Instructions for the task>
Where a line of the data holds the word "railing", copy that line.

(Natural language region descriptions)
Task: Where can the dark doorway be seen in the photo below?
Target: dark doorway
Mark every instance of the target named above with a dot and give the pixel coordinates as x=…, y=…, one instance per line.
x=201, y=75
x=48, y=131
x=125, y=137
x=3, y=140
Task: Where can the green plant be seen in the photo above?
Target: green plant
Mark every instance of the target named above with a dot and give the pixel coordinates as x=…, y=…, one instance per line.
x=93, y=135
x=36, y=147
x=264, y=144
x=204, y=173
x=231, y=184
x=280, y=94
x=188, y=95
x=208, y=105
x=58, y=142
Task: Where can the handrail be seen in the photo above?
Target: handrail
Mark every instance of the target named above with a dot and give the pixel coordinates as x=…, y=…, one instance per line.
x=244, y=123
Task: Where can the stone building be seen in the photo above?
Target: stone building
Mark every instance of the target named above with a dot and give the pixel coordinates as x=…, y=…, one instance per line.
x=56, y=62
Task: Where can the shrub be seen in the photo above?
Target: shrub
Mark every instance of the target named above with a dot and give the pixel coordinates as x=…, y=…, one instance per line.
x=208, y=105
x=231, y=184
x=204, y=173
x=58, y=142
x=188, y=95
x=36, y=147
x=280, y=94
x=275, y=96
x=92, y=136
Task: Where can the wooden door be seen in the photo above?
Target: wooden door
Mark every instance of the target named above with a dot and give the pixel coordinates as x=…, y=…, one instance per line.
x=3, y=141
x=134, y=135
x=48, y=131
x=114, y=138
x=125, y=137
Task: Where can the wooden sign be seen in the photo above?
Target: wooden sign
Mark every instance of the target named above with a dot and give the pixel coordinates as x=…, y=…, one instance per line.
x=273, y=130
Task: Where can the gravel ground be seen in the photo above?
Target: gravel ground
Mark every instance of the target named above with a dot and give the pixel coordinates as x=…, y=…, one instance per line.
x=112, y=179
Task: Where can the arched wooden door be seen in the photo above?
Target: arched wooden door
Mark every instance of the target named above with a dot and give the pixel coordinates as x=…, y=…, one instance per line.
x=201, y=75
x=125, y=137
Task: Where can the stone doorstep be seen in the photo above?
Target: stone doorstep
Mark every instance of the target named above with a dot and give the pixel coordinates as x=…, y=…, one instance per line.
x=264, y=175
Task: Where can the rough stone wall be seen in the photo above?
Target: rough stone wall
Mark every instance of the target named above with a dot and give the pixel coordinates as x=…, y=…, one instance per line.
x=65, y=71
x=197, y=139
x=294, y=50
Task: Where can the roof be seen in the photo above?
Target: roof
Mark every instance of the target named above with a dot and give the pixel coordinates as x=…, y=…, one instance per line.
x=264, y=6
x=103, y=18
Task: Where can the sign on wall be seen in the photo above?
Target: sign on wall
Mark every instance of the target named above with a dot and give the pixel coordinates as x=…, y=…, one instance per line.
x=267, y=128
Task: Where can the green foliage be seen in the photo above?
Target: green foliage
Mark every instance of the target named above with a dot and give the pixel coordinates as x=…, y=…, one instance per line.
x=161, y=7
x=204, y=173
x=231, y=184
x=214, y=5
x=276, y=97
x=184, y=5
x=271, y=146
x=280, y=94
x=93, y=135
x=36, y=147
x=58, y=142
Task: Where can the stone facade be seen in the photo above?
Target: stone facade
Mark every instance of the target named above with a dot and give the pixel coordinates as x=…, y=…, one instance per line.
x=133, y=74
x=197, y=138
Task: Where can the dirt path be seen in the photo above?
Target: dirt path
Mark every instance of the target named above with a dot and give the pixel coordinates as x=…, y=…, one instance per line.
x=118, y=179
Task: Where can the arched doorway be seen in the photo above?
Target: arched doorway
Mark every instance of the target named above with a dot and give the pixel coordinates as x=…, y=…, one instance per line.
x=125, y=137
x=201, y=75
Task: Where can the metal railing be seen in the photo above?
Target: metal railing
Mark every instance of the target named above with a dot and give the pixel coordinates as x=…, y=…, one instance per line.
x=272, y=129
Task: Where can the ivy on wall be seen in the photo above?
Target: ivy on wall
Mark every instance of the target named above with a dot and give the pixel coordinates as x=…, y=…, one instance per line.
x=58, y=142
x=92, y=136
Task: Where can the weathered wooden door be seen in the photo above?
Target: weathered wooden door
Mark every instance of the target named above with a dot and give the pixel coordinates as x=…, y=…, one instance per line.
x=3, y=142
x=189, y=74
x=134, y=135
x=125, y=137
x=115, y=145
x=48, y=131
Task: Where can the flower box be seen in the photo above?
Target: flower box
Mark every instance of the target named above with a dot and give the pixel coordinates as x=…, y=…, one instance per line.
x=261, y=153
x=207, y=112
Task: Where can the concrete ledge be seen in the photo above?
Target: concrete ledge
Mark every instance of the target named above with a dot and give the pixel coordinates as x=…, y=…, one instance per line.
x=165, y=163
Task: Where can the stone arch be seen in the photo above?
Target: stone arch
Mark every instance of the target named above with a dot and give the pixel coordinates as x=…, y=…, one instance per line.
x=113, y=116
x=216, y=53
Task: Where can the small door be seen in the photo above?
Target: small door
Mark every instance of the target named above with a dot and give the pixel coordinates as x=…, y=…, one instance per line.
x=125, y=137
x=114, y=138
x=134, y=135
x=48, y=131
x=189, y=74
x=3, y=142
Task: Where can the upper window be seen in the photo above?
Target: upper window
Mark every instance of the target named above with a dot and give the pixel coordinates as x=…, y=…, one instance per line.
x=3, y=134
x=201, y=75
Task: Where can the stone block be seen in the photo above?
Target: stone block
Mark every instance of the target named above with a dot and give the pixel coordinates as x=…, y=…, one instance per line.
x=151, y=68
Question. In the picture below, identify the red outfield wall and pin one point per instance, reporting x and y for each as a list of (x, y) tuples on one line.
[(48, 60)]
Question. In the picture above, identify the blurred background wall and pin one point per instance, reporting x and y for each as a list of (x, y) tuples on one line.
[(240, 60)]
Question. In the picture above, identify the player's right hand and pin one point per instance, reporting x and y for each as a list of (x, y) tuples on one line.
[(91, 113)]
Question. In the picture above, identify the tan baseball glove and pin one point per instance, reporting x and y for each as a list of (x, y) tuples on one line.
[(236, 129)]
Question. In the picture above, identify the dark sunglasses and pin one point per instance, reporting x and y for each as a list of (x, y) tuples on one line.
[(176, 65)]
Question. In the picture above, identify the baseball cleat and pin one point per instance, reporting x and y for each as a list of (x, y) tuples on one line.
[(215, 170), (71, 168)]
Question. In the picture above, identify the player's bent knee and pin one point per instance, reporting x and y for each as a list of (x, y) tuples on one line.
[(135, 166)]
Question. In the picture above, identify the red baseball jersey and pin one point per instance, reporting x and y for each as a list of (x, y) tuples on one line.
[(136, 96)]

Solution for this exercise>
Task: Where can the metal railing be seen in the photo above?
Target: metal railing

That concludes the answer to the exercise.